### [Requirement]
Continue the article on mouth breathing below, picking up right after its final sentence.

### [Passage provided]
Mouth breathing is a common condition that affects millions of Americans, especially children. Unfortunately, it has acquired a certain social stigma over the years, largely due to portrayals in popular media. In this post, we’re going to clear the air about this topic. Use this information along with the advice of your dentist in Melbourne to make informed healthcare choices for yourself and your family.
Is Mouth Breathing Something to Be Concerned About?
Oxygen is one of the key essentials for life, along with food, water, clothing and shelter. It’s so important that our bodies have a built-in backup system for getting air to our lungs – namely, the mouth and throat. This bonus benefit from Mother Nature can play a life-saving role when our sinuses are too clogged to permit free breathing.
Inhaling through the mouth is never the best way to breathe, however. Here are three reasons why
- Your nasal passages are lined with tiny hairs called cilia, which help to filter out airborne contaminants like dust particles. This means that air inhaled through your nostrils is cleaner and healthier than air taken in through your mouth.
- Air filters in and out of your lungs more slowly when you breathe through your nose than when you breathe through your mouth. This allows your system to extract the maximum amount of oxygen from every breath you take.
- Inhaling and exhaling through your mouth robs your body of moisture it needs to stay properly hydrated. Most health experts agree that cool, moist air is healthier for you than hot, dry air.
- Breathing through the mouth is especially problematic when we’re asleep. That’s because the throat passages can easily become blocked while we’re resting. If this happens, then the consequences can include sleep apnea, a dangerous and sometimes life-threatening condition.

### [Record set]
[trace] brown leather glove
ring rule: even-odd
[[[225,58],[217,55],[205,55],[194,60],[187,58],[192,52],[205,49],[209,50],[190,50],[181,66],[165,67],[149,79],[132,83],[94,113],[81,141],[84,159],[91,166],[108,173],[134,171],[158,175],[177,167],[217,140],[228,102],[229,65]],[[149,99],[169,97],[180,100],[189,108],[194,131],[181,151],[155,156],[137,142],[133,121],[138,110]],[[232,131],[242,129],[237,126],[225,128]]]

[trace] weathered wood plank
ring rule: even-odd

### [Answer to this task]
Why Some People Breathe through Their Mouth
Since nasal breathing is better for you, then why do some people habitually breathe through their mouth? The most common reasons are chronic sinus congestion and airway blockage caused by a high, narrow palate. Fortunately, there are ways to correct this condition. Here are some ways that your family dentist in Melbourne may be able to help:
- Examine the affected person’s mouth and airway structure to diagnose the cause of the problem.
- Authorize a sleep study. A team of sleep specialists will monitor the patient’s breathing habits during rest. This will determine whether or not the patient’s breath patterns post a potential threat to his or her health.
- Prescribe a solution for the problem. Sometimes the only thing needed to correct the condition is a nasal decongestant. Other times, the patient may require a nighttime mouthguard, CPAP device, or corrective surgery to the palate.
Mouth breathing is no cause for shame or embarrassment. But it is a sign that something may require medical attention. Make an appointment with your dentist or other healthcare professional to have the problem checked out. That way, you’ll have the peace of mind you need in order to make 2019 your best year ever.
About the Author
Dr. Beverly Rose has been practicing dentistry in the Melbourne area for more than 20 years. She isa graduate of the University of Florida College of Dentistry and a proud member of the American Dental Association (ADA). You can reach her office online or by calling (321)259-4666.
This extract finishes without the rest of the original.